WHAT TO DO:
Transcribe the records that follow, preserving every word.

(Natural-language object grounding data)
--- START ---

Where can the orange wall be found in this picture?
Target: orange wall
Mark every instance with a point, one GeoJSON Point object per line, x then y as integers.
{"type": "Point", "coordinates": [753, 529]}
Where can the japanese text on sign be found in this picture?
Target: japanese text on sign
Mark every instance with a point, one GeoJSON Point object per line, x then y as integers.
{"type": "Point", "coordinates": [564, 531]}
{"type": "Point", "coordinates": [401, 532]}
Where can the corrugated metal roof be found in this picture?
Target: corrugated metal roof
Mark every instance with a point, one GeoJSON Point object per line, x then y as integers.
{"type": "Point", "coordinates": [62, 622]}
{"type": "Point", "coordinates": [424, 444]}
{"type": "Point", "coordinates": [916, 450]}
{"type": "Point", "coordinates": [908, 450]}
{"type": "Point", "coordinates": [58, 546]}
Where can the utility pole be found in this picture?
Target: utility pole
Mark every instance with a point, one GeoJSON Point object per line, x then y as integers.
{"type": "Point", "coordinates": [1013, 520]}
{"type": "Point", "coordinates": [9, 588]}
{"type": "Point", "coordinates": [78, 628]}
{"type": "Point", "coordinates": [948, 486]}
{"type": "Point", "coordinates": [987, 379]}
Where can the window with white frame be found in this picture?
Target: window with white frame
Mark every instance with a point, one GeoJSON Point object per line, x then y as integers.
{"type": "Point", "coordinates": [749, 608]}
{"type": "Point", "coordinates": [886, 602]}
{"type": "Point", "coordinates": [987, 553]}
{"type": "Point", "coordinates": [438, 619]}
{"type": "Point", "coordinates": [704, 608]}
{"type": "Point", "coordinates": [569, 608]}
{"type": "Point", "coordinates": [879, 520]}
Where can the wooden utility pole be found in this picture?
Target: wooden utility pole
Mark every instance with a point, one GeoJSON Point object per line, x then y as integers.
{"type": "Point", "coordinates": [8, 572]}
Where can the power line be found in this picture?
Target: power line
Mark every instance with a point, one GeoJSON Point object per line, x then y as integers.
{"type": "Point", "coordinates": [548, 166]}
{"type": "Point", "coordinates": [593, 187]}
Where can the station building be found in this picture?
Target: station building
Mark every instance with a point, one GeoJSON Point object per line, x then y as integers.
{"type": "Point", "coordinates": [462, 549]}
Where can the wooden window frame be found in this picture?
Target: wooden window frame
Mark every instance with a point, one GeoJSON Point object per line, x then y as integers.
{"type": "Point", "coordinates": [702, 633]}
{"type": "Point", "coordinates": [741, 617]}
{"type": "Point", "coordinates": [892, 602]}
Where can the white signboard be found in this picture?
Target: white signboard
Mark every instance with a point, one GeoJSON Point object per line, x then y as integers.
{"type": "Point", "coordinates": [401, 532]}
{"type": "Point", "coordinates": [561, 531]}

--- END ---

RESULT OF THE TASK:
Where can the orange wall be found in this picture?
Target: orange wall
Mark every instance with a point, one GeoJSON Point object per line, x then y as integers.
{"type": "Point", "coordinates": [753, 529]}
Where can the japanese text on sign be found in this picture?
Target: japanese text on sign
Mark every instance with a point, one GeoJSON Point object per line, x then y as integers.
{"type": "Point", "coordinates": [564, 531]}
{"type": "Point", "coordinates": [401, 532]}
Where can the corrugated metal roof be found in this picture?
Target: corrugated metal roof
Mark every instance with a point, one GeoJSON Point object per line, x then y as integers.
{"type": "Point", "coordinates": [62, 622]}
{"type": "Point", "coordinates": [424, 444]}
{"type": "Point", "coordinates": [916, 450]}
{"type": "Point", "coordinates": [908, 450]}
{"type": "Point", "coordinates": [58, 546]}
Where can the utility pole be found in this picture?
Target: utility pole
Mark every instance with a point, one GeoJSON Point object per line, x then y as integers.
{"type": "Point", "coordinates": [1013, 520]}
{"type": "Point", "coordinates": [9, 588]}
{"type": "Point", "coordinates": [78, 628]}
{"type": "Point", "coordinates": [948, 486]}
{"type": "Point", "coordinates": [987, 379]}
Where can the window with white frame be found in this picture?
Target: window with white frame
Mark every instance with a point, one GeoJSON Point object per line, x then y as integers.
{"type": "Point", "coordinates": [749, 608]}
{"type": "Point", "coordinates": [886, 602]}
{"type": "Point", "coordinates": [987, 553]}
{"type": "Point", "coordinates": [438, 619]}
{"type": "Point", "coordinates": [704, 608]}
{"type": "Point", "coordinates": [569, 608]}
{"type": "Point", "coordinates": [879, 520]}
Where can the wooden utility pole be found in this picture?
Target: wooden utility pole
Mark every instance with a point, one GeoJSON Point object per line, x then y as integers.
{"type": "Point", "coordinates": [8, 572]}
Where can the power line be found in this picture?
Target: power line
Mark every instance with a point, one GeoJSON Point object per line, x then y as integers.
{"type": "Point", "coordinates": [548, 166]}
{"type": "Point", "coordinates": [593, 187]}
Where can the station building be found in this picture?
Target: station building
Mark every instance with a point, one GeoJSON Point object per line, x then y as integers.
{"type": "Point", "coordinates": [462, 549]}
Where can the wooden window frame be found in this picture?
Target: wooden window frame
Mark every instance with a point, one GeoJSON Point object per line, x then y as integers.
{"type": "Point", "coordinates": [702, 633]}
{"type": "Point", "coordinates": [741, 617]}
{"type": "Point", "coordinates": [892, 602]}
Where can the white signboard be found in this picture?
Target: white signboard
Mark every instance with a point, one GeoJSON Point object per line, x then y as integers.
{"type": "Point", "coordinates": [401, 532]}
{"type": "Point", "coordinates": [561, 531]}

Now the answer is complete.